Source records:
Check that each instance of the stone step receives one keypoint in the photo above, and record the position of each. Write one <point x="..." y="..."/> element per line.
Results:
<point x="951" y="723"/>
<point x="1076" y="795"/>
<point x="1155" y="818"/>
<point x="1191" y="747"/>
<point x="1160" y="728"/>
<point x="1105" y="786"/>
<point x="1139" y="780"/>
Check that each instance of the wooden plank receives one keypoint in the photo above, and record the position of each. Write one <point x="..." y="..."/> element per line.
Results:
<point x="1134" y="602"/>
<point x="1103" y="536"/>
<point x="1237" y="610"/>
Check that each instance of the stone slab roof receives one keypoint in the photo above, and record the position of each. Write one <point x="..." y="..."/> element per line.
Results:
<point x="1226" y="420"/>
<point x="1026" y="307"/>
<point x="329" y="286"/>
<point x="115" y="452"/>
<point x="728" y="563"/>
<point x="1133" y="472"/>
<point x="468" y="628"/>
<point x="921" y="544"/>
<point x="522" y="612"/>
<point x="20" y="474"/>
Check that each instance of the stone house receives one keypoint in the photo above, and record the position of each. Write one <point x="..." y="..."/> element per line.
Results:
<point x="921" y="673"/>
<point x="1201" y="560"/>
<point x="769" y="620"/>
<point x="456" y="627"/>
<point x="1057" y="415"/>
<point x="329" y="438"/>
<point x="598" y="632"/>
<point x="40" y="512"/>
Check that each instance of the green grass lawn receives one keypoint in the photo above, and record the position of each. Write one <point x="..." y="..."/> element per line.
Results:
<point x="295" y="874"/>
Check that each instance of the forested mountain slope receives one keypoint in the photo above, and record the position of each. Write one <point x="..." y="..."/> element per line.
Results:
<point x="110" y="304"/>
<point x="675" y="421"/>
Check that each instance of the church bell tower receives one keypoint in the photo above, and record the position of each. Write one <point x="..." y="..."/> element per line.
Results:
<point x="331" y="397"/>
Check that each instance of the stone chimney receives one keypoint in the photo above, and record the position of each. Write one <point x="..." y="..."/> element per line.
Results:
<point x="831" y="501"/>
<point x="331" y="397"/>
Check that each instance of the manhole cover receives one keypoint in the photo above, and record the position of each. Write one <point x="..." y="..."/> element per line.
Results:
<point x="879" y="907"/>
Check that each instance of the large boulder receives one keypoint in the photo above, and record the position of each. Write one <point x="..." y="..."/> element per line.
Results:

### SET EXERCISE
Rewrite the full listing above, swapping "keypoint" for "marker" wherever it occurs and leaving every other word unchanged.

### TASK SOLUTION
Check that each instance of the stone step receives one marker in the photo above, and record the position of each. Write one <point x="..." y="..."/> element per line.
Results:
<point x="951" y="723"/>
<point x="1076" y="795"/>
<point x="1155" y="818"/>
<point x="1191" y="747"/>
<point x="1160" y="728"/>
<point x="1105" y="786"/>
<point x="1139" y="780"/>
Check that each instance of the wooden plank receives one marker in the photo above, and record the position of each. Write one <point x="..." y="..."/> element per line.
Results:
<point x="1134" y="602"/>
<point x="1103" y="536"/>
<point x="1237" y="610"/>
Check that each instance of the stone slab roof receives one marker in the photo above, and record the position of each. Write one <point x="..." y="..."/> element per line.
Results:
<point x="1226" y="420"/>
<point x="1026" y="307"/>
<point x="329" y="286"/>
<point x="115" y="452"/>
<point x="728" y="563"/>
<point x="1133" y="472"/>
<point x="468" y="628"/>
<point x="921" y="544"/>
<point x="522" y="612"/>
<point x="20" y="474"/>
Check that each instance of the stone house receives one marker in the photo above, and record the position of each. Write one <point x="..." y="..."/> element per line.
Results:
<point x="921" y="673"/>
<point x="1201" y="560"/>
<point x="769" y="620"/>
<point x="456" y="627"/>
<point x="1057" y="415"/>
<point x="329" y="438"/>
<point x="598" y="632"/>
<point x="40" y="512"/>
Check that each instance of the green grass lawn receives one marker in the photo above, and record the position of each. Write one <point x="..." y="..."/> element per line.
Results:
<point x="295" y="874"/>
Check that each instance of the forested mountain slope receives one marker in the photo above, and record the position of each. Write one <point x="..." y="..."/> element per line.
Results:
<point x="110" y="304"/>
<point x="675" y="421"/>
Check that each instance of the church bell tower receives one marker in the photo above, and record the position of each. Write one <point x="..." y="..."/> element per line.
Results:
<point x="331" y="397"/>
Check that each instance of the stone chimney receives one marker in the photo above, and record the position of each. Write one <point x="..." y="..."/> element per line.
Results:
<point x="831" y="501"/>
<point x="331" y="397"/>
Check that each instance of the manhole cover receives one marker in the photo above, and record the position of each. Write one <point x="..." y="..."/> element per line.
Results:
<point x="879" y="907"/>
Check that each instance of the large boulder receives one marker in the photo above, and record the position of each. Write one <point x="..." y="..."/> element per line.
Results:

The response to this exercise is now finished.